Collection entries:
>>>>>
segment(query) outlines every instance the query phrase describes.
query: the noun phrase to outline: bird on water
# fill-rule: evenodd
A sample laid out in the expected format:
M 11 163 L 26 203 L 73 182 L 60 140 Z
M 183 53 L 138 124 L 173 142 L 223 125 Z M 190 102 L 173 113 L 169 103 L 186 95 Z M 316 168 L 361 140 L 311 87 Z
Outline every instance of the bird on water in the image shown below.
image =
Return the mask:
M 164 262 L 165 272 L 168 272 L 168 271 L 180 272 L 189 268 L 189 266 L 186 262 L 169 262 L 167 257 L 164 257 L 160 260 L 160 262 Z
<<<<<
* [THE REQUEST] Swap "bird on water" for "duck on a pond" everywhere it occurs in the items, and reproduce the items with every other part left unchanged.

* [TASK RESPONSE]
segment(query) outlines every instance the query phrase describes.
query: the noun phrase to outline: duck on a pond
# fill-rule: evenodd
A sample laid out in the expected format:
M 11 163 L 26 203 L 73 182 L 60 140 Z
M 183 53 L 138 124 L 173 142 L 223 125 Z M 190 102 L 173 113 L 169 103 L 186 95 Z M 316 168 L 361 140 L 311 87 Z
Outline every instance of the duck on a pond in the image shown below.
image =
Return the mask:
M 164 262 L 165 272 L 168 272 L 168 271 L 180 272 L 189 268 L 189 266 L 186 262 L 169 262 L 167 257 L 164 257 L 160 260 L 160 262 Z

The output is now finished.